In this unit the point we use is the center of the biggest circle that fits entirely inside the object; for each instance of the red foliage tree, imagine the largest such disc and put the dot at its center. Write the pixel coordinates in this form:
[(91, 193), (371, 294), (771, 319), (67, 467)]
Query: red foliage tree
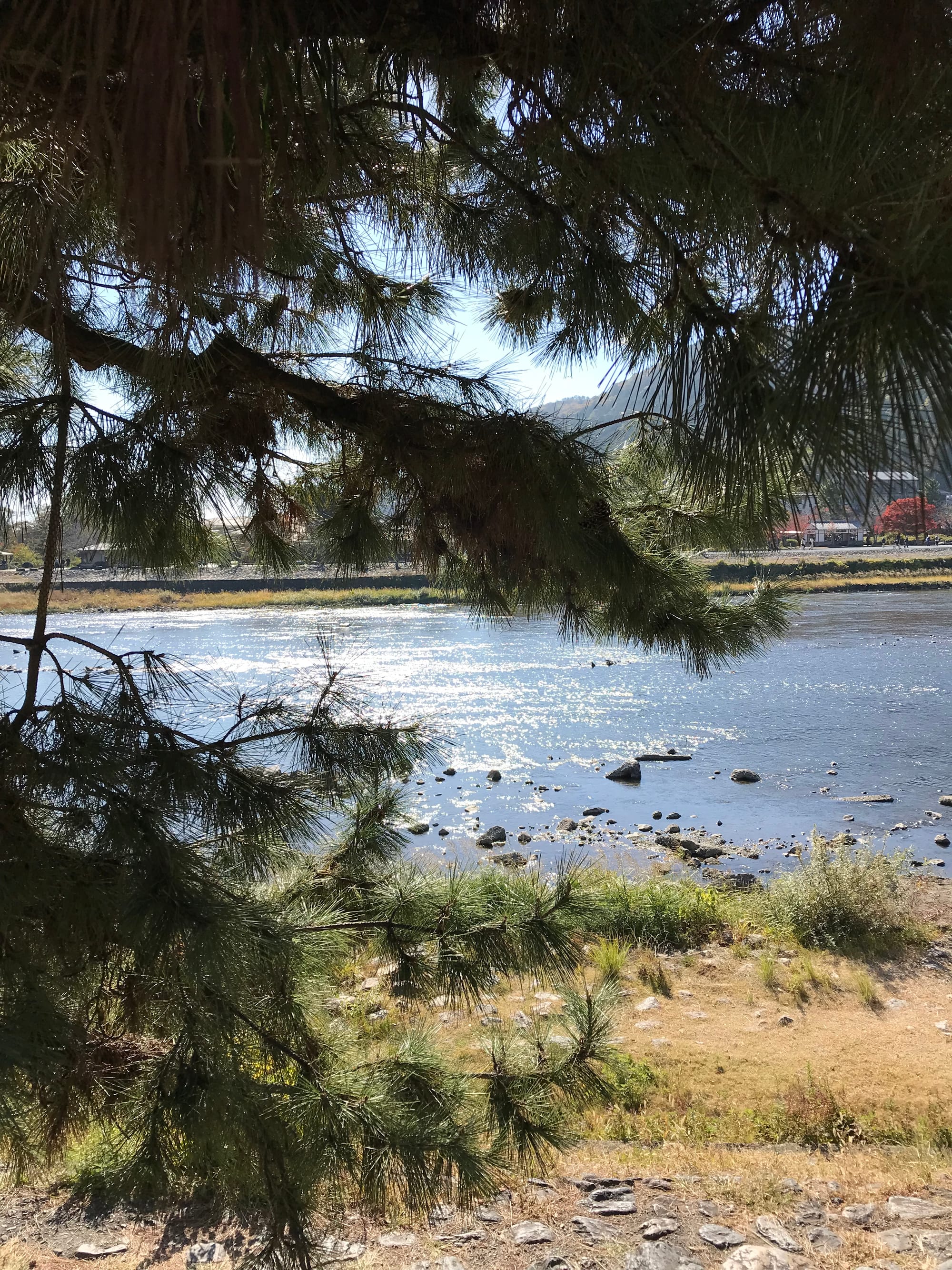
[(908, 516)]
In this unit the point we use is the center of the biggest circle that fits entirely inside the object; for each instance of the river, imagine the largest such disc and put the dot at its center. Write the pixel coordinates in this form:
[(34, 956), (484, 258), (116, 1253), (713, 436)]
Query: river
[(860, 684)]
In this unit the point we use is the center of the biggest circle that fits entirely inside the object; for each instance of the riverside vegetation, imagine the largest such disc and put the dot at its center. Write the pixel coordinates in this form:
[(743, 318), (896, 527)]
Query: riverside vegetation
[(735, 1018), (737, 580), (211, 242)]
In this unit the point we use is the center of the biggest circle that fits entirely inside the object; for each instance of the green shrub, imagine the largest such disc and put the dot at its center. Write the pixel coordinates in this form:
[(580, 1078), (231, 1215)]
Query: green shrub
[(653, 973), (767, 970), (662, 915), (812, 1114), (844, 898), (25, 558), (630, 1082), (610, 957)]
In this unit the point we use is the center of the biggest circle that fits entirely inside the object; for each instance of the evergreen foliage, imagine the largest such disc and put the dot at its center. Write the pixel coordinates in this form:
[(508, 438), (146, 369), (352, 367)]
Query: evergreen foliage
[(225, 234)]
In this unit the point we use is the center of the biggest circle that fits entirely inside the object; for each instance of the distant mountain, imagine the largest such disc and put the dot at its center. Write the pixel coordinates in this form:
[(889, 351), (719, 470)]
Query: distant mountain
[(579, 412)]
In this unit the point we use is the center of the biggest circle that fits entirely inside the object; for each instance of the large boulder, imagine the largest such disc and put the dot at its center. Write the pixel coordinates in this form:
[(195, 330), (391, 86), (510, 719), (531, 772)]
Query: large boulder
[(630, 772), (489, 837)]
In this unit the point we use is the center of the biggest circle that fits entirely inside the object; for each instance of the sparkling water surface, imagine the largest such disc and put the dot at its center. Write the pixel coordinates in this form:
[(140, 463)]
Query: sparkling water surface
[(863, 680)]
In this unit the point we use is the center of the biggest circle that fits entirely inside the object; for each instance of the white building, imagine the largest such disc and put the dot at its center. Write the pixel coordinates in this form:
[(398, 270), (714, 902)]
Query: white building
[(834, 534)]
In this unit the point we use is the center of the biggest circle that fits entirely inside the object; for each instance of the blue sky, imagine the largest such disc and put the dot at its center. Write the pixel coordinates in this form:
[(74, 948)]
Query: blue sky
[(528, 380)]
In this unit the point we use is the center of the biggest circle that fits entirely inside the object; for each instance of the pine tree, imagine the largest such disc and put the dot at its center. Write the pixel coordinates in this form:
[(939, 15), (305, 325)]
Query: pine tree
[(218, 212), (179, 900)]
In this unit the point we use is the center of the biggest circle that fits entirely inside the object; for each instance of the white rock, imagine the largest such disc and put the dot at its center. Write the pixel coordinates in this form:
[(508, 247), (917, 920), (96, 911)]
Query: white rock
..........
• Request: Take the lines above from the one holding "of the blue" to the last and output them exactly.

• Result for this task:
In this unit the point we use is the center of the biggest circle that fits entirely inside the object; for each instance of the blue sky, imagine the largest such disc and put the dot at its center. Write the pixel coordinates in this form:
[(74, 948)]
Query: blue sky
[(528, 380)]
In this unit the point we use is the center of the biggest circle that fits entirely inside the object; for each instance of the pine tree, imagine the largest such disc and put the dot at its center. Write the pixel coordinates in this form:
[(939, 15), (305, 325)]
Query: pine tree
[(218, 212), (179, 900)]
In this unit the point we use is the center of the biggest circle that fits entirely inside the object; for each instance of the white rock, imagine the largest such disc and put the dot at its center. Write the pixel coordinates in this form:
[(508, 247), (917, 920), (96, 911)]
Query: white rock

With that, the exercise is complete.